_Action item:_ Go line by line through the records below. Copy whichever lines contain the string "costume".

_Supplied material:_
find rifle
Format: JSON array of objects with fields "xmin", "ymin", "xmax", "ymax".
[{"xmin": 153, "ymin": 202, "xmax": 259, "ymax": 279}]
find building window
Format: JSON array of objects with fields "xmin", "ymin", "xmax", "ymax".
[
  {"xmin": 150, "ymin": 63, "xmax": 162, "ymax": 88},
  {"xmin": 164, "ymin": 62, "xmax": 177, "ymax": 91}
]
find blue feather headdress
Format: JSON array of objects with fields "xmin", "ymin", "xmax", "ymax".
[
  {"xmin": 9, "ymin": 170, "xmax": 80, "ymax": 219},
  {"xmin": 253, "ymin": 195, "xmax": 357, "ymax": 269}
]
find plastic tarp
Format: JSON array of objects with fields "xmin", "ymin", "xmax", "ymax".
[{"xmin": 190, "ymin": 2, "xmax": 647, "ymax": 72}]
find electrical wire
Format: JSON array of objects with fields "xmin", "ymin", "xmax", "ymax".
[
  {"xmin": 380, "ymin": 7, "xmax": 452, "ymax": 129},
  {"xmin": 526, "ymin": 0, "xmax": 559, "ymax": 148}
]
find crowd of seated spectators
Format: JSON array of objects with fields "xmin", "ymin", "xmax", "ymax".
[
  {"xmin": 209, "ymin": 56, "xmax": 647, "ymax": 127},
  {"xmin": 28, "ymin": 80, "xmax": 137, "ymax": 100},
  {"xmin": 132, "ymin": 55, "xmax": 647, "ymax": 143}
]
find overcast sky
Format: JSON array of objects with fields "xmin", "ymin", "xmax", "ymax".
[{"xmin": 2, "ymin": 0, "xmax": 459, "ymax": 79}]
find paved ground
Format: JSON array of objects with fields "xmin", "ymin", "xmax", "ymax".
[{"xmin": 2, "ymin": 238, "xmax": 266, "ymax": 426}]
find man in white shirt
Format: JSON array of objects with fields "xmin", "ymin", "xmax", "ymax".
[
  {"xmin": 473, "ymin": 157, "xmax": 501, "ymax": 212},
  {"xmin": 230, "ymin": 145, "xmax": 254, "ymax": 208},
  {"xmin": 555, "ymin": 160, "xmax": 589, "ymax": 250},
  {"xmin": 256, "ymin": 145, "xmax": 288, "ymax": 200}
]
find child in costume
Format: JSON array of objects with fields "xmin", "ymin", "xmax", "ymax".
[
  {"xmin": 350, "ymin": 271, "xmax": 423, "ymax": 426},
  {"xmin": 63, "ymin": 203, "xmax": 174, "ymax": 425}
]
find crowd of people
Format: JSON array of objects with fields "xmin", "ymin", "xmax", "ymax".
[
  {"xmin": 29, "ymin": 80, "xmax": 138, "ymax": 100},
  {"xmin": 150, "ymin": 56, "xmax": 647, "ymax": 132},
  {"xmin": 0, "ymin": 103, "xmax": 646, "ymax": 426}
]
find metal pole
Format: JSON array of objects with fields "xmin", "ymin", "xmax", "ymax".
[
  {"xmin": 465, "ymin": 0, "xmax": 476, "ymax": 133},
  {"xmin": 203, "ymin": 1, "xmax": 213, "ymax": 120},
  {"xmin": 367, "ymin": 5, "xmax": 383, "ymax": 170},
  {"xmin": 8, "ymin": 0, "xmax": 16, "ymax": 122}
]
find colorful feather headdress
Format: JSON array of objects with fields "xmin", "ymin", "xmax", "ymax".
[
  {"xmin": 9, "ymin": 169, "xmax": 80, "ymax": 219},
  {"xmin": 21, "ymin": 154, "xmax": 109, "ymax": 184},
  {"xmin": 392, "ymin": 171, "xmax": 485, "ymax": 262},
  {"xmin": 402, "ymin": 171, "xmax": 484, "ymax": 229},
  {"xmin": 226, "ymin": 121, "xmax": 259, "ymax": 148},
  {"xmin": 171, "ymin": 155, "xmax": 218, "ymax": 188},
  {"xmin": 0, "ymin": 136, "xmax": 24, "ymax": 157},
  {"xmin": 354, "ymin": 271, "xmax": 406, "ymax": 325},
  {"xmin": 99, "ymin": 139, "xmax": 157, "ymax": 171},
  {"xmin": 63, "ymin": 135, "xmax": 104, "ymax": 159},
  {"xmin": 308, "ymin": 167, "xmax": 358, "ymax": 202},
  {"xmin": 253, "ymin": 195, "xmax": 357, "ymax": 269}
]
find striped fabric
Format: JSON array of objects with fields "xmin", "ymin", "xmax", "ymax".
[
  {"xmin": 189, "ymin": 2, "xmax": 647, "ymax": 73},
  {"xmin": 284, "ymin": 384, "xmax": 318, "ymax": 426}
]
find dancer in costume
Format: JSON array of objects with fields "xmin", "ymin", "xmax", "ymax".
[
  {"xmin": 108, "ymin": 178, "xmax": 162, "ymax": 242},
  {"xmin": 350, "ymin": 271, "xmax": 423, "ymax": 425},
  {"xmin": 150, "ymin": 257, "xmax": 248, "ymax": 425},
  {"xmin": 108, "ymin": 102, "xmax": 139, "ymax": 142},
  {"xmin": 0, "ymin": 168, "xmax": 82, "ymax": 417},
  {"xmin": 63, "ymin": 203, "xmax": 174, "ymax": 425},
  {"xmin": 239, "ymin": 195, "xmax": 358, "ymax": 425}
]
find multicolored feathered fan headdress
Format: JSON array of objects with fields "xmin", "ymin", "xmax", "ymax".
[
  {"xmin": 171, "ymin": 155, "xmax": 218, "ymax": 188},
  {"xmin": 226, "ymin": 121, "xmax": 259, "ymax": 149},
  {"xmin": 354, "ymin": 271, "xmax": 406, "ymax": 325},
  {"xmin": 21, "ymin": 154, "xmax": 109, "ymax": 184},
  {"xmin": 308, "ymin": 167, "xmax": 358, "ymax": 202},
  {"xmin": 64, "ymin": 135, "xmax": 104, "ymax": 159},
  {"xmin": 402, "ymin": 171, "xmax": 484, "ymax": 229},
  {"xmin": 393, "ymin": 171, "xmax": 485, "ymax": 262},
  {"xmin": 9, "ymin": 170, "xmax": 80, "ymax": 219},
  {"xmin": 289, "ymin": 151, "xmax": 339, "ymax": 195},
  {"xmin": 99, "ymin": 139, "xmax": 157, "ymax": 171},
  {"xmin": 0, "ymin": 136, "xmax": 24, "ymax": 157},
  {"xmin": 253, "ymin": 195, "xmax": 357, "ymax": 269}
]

_Solution below:_
find child in costume
find dancer in costume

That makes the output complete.